# GOAL OF THE EXERCISE:
Return the data that follows exactly. Include every line.

# MATERIAL PROVIDED:
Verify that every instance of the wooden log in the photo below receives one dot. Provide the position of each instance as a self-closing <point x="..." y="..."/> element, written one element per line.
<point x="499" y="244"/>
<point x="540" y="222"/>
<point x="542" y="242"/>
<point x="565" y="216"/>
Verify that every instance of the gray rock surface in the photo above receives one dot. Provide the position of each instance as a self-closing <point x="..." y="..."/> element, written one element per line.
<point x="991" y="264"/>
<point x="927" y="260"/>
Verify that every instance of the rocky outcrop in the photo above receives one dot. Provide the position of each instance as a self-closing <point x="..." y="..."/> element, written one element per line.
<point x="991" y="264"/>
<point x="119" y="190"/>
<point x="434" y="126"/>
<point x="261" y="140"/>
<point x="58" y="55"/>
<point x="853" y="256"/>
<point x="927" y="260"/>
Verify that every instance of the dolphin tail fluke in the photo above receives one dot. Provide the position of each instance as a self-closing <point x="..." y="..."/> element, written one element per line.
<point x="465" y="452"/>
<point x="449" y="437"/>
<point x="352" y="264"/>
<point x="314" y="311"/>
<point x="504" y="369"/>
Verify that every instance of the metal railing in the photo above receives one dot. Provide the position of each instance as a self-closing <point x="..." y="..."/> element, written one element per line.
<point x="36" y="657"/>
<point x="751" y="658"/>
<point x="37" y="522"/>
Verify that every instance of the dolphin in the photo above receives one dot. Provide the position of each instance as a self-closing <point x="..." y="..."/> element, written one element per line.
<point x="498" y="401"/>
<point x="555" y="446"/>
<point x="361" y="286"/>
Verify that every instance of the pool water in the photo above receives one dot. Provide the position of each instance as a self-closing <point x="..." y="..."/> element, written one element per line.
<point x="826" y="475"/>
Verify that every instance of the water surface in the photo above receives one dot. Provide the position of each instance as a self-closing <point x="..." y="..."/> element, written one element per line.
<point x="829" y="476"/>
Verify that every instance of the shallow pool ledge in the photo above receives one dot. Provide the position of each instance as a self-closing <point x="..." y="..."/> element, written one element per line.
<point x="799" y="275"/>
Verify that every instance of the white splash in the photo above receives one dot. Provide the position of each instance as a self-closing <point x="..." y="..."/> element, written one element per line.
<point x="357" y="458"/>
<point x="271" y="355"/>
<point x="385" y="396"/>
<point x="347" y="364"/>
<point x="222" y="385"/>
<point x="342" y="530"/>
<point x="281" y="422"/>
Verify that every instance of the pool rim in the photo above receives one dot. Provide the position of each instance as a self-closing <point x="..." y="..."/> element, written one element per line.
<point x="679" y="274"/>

# EXERCISE ANSWER:
Verify that every instance of the wooden log in the photo below receives one dot. Provide the position of each instance as a self-closing <point x="..." y="..."/> element, written one element per line.
<point x="499" y="244"/>
<point x="540" y="222"/>
<point x="542" y="242"/>
<point x="565" y="216"/>
Verify that every instance of the gray rock surface in the photo above receives one dot. Provide the position of each instance as a self-closing <point x="..." y="..."/> element, written one element per line.
<point x="991" y="264"/>
<point x="927" y="260"/>
Verify that every instance of the rocky outcrop in the photo above receives one dot. Provide the position of each instance as a self-closing <point x="..." y="..."/> element, written one element per line.
<point x="991" y="264"/>
<point x="119" y="190"/>
<point x="434" y="126"/>
<point x="261" y="140"/>
<point x="58" y="55"/>
<point x="853" y="256"/>
<point x="927" y="260"/>
Verify that every instance of the dolphin tail fluke in the photo above receives one dot. Provide the position of each instance as a self-closing <point x="..." y="..."/> element, written one element per line.
<point x="465" y="452"/>
<point x="449" y="437"/>
<point x="352" y="264"/>
<point x="314" y="311"/>
<point x="504" y="369"/>
Verify that every instance of the metal railing in the photo above receives one dot. Provide the position of each instance as a self-closing <point x="..." y="..."/> element, written one element per line.
<point x="36" y="657"/>
<point x="751" y="658"/>
<point x="37" y="522"/>
Verify that every instance of the dolphin in the photo above receives one dot. Provide the position of each instance as a self-closing <point x="..." y="..."/> element, written one element per line.
<point x="498" y="401"/>
<point x="555" y="446"/>
<point x="361" y="286"/>
Verify that every instance of the pool water in the photo above receives one dot. Provide the position of each instance as a self-closing <point x="..." y="..."/> element, written one element per line.
<point x="826" y="475"/>
Verify that every instance of the water surface in the photo above receives one dot. Provide the position of each instance as a self-closing <point x="..." y="..."/> element, written one element per line.
<point x="829" y="476"/>
Verify that every instance of the shallow pool ledge in the photo above receives one dot. Provide the position of each instance as a self-closing <point x="..." y="..."/> element, written one element per line.
<point x="799" y="275"/>
Verify that every instance of the white splash in the photo above receives one dot. Provide the position of each instance as a self-closing <point x="..." y="..."/> element, written one element per line.
<point x="357" y="458"/>
<point x="271" y="355"/>
<point x="385" y="396"/>
<point x="347" y="364"/>
<point x="222" y="385"/>
<point x="342" y="530"/>
<point x="281" y="422"/>
Verify that every instance of the pool rim in the photo above receives one dot. Provide the position of each instance as a self-closing <point x="..." y="..."/> element, written one element per line.
<point x="679" y="274"/>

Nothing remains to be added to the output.